PASSAGE:
--------------------

I tell people at my central Pennsylvania school that I’m from Connecticut and their eyes widen. They say, “Wow, how long is that? Four and a half hours? That’s a long drive.” I think, Not really.

At eighteen, I work summers directing parking at my city baseball stadium and have landed a marketing internship at a local playhouse. What I do not do is drive, save for the occasional loop around an empty parking lot with my mother giving orders from the passenger seat. My permit has expired, and I am not sure what it will take to renew it. I plan to sort it all out this summer. Even if some days I hardly trust myself to see, even if I won’t require a car once I’m in New York where the subway rules supreme, I should probably know how to drive. It’s just one of those handy skills.

St. Jude Children’s Research Hospital states that about 250 to 300 cases of retinoblastoma are recorded annually. I cannot count the number of times I’ve wondered how and why I am a part of this statistic or questioned the omnipotence and benevolence of the omnipotent, benevolent God I worship, but it has been at least that many.

--------------------

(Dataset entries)

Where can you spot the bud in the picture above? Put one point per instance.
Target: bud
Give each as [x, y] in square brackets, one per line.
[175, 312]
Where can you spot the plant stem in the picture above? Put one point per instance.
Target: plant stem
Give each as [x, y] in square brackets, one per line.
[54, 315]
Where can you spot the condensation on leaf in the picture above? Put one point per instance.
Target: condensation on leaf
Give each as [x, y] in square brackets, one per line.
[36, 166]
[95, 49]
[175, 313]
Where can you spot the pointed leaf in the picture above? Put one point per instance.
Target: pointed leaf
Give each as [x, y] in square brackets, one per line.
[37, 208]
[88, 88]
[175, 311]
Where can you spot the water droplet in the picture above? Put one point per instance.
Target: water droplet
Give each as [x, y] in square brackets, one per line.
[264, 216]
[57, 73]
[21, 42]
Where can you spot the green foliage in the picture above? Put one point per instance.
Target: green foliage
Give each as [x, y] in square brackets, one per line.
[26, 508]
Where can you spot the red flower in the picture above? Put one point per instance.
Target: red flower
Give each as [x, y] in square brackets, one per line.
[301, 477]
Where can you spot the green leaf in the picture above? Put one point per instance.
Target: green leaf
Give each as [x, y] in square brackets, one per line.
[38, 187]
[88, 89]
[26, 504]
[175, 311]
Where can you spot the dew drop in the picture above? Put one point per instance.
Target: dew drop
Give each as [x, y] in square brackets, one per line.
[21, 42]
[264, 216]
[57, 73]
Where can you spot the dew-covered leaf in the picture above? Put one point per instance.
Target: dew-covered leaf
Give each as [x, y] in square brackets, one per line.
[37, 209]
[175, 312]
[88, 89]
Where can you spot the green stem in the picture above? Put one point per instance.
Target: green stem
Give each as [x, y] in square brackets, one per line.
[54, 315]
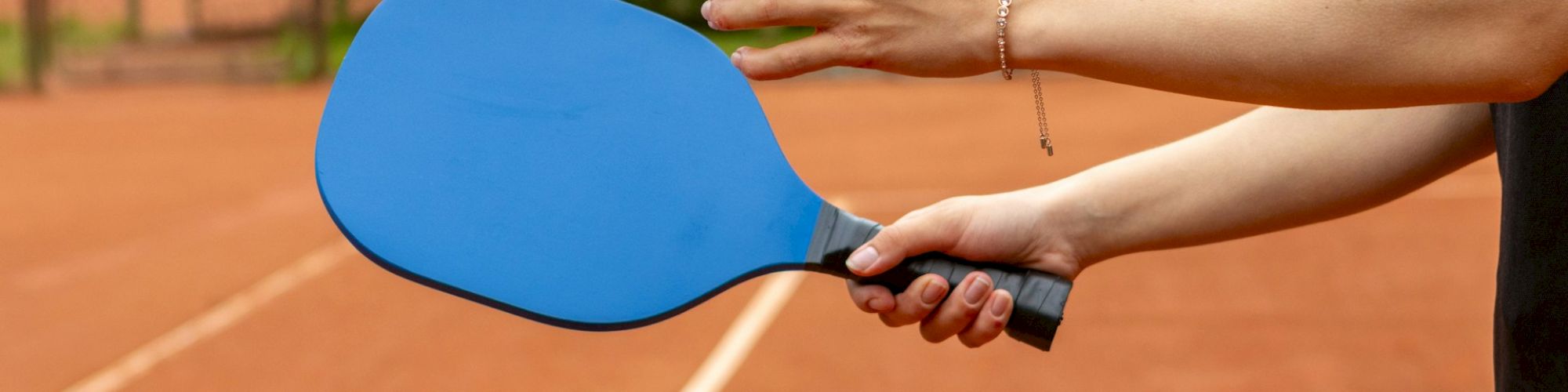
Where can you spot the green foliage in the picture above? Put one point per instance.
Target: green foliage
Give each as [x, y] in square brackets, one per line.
[757, 38]
[684, 12]
[73, 32]
[12, 60]
[691, 15]
[294, 45]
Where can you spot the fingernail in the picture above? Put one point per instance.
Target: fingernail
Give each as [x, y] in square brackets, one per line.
[978, 291]
[880, 305]
[860, 260]
[934, 292]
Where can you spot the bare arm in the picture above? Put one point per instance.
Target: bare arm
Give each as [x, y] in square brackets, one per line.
[1326, 54]
[1271, 170]
[1274, 170]
[1323, 54]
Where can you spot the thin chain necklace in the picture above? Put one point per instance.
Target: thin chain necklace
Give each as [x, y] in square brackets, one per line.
[1007, 74]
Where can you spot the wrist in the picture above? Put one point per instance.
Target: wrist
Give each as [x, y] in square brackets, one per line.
[1036, 37]
[1083, 223]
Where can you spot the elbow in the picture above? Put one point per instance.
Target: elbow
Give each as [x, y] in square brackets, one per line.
[1522, 87]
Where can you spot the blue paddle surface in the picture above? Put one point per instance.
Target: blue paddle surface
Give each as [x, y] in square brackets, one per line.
[586, 164]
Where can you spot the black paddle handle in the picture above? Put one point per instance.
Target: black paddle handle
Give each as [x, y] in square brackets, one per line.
[1039, 299]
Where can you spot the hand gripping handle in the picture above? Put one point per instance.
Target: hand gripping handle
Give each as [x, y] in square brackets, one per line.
[1039, 299]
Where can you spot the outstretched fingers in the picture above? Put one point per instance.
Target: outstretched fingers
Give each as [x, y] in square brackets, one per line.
[739, 15]
[793, 59]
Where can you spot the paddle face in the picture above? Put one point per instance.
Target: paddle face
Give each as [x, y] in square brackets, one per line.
[584, 164]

--------------------

TASKS AND EXERCISES:
1. Translate this sentence from the essay on driving and retinoblastoma into Spanish: "My permit has expired, and I am not sure what it will take to renew it."
2. Resume the essay on driving and retinoblastoma, picking up right after its last sentence.
The dataset entries are separate material and not part of the essay on driving and retinoblastoma.

RESPONSE LIST:
1. Mi permiso ha vencido, y no sé bien qué se necesitará para renovarlo.

2.
Over the phone in my dorm room one night, my mom admits that she hasn’t felt like herself since moving to New Britain. I wonder if this is because she’s stayed as long as she has. No other single city has taken twenty years of her life. I think in some ways she was happier on the move, always anticipating the next place, the next phase. If this is where she has finally landed, is this all?

I will live in New York. I have already promised myself this. It is the city that saved me, the city I was always so glad to see because it meant that the procedures had worked, that I had a seeing eye, that our team of the doctors plus me had beaten back the beast. It is the city to which I return again and again. But it does not for a moment scratch the traveler’s itch embedded in my skin. If I ponder it for long enough, my mind leaves the road and takes to the air. So much world, so little time. I hope I can use mine wisely.

Two failed attempts at the permit test left a friend of mine discouraged and humiliated, to the point that she regarded it as a personal shortcoming and became convinced something was wrong with her. I did my best to console her and tell her otherwise, but it was only upon her third and successful attempt that I realized how truly and ultimately equal we all are: all fighting battles, all able to share in each other’s victories.

And after all this, I can see fine. Fear will not hinder me finally from learning to drive. Why should it? But still I pause. The lack of certainty that marked the beginning of my life surfaces once again. Will the open road be kind to a one-eyed girl? Will it show her the same mercy as a driver that it did as a passenger?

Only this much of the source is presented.